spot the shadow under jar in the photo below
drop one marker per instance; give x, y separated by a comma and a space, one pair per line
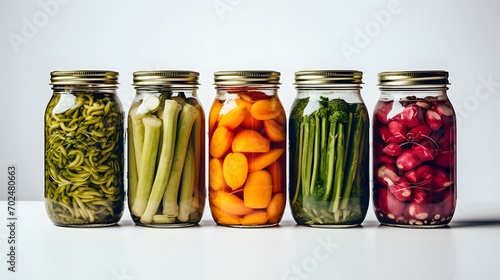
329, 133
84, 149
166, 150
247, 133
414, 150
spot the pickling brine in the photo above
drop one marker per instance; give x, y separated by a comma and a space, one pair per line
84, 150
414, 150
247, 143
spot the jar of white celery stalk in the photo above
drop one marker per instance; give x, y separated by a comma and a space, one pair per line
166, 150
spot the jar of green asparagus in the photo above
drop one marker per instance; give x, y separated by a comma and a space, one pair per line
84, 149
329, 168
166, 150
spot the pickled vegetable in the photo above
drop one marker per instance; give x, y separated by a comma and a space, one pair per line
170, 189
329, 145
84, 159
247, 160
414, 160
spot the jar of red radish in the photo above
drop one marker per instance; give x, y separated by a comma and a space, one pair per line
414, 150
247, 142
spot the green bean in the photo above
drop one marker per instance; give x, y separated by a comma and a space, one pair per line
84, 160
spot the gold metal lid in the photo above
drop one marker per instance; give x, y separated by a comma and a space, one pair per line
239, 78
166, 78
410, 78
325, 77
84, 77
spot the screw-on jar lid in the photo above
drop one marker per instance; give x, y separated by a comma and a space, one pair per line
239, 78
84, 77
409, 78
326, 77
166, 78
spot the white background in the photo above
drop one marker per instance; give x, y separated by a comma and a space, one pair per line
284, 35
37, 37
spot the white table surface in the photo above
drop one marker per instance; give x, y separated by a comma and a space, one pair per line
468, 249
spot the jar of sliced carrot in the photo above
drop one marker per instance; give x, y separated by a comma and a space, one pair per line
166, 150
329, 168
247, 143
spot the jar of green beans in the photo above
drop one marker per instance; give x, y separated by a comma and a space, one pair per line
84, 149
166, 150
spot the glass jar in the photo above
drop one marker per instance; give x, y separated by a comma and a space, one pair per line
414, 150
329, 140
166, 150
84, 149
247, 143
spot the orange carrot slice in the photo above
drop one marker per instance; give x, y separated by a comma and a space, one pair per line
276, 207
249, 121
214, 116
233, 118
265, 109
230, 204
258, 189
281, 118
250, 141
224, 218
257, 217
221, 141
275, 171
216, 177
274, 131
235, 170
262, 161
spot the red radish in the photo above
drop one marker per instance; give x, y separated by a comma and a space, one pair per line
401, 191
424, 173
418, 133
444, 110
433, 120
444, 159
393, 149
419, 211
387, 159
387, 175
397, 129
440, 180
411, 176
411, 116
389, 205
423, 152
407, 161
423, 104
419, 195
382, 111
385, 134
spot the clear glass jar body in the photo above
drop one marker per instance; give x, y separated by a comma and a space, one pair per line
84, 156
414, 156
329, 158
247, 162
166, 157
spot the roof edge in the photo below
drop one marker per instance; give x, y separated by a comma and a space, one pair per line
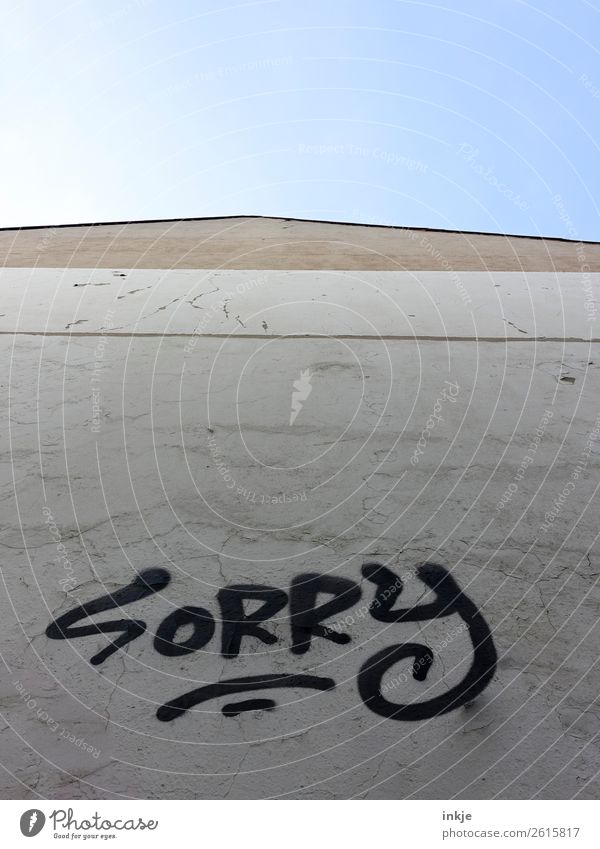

----

Exercise instructions -> Output each record above word for word, leaving out images.

Solution to this problem ->
spot the shadow under jar in the photo below
drop one marker per instance; give x, y separated by a comma and a space, one pair per line
329, 133
84, 149
166, 150
247, 133
414, 150
spot the pickling brine in the photo above
drop one marker per instance; give x, y separated by a comma and a space, one pair per line
84, 150
414, 150
247, 143
spot the jar of white celery stalk in the photo above
drop one marker per instance; give x, y separated by a comma and a space, one pair per line
166, 150
spot the jar of green asparagus in the photo above
drop one marker per instance; give x, y separated by a comma and a space, one pair per line
84, 149
329, 168
166, 150
spot the pickled vegetable in the photo above
drop one marker per instance; give x, y separated by a comma and a space, one pair per line
170, 189
329, 145
84, 159
247, 160
414, 160
spot the jar of red radish in the photo above
drop one marker per instance; give x, y separated by a comma and a space, one pair per line
414, 150
247, 142
spot the green bean in the photo above
drop one marker per instance; give x, y separated by a comma and a space, one pair per line
84, 160
spot the gold metal lid in the photo above
drop one marker per instance; give x, y separated by a comma and a space, one pair per line
239, 78
166, 78
410, 78
325, 77
84, 77
spot the screw-on jar lid in the photo above
drop one marker per instance; give x, y separated by a comma and a space, one pair per line
239, 78
84, 77
409, 78
326, 77
166, 78
spot the white background in the photo above
drop one marker per instance; give x, y separated by a comma and a space, one pair per line
284, 35
37, 37
spot the white table surface in the photo above
drop one marker per instance; give x, y separated by a comma and a space, one pair per line
468, 249
spot the jar of sliced carrot in the photo above
drop one marker per instance; give x, y separated by a comma and a space, one pair per line
166, 150
329, 168
247, 143
spot the jar of green beans in the photo above
drop one marker per instance; give x, y separated by a comma and a space, one pair per line
84, 149
166, 150
spot the glass jar in the photo above
drop one marker per instance; give x, y separated by a comma and a space, one pair per line
414, 150
329, 140
166, 150
84, 149
247, 143
spot the orange carrot slice in the photo above
drop one marker per instance; give x, y separated by a comma and a space, one pair per line
276, 207
249, 121
214, 116
233, 118
265, 109
230, 204
258, 189
281, 118
250, 141
224, 218
257, 217
221, 141
275, 171
216, 177
274, 131
235, 170
262, 161
spot the red radish in the photo above
drop one marker per instance; give x, y separated by a comma and a space, one pair per line
401, 191
424, 173
418, 133
444, 110
433, 120
444, 159
393, 149
419, 211
387, 159
387, 175
397, 129
440, 180
411, 176
411, 116
389, 205
423, 152
407, 161
423, 104
419, 195
382, 111
385, 134
spot the clear glass jar body in the photo above
drop one marker per instance; give x, y separated by a comma and a space, one pair per line
84, 156
414, 156
329, 158
247, 162
166, 157
spot the roof edge in the photo below
drop one marker per instance; give x, y separated by a comma and a space, one pair per line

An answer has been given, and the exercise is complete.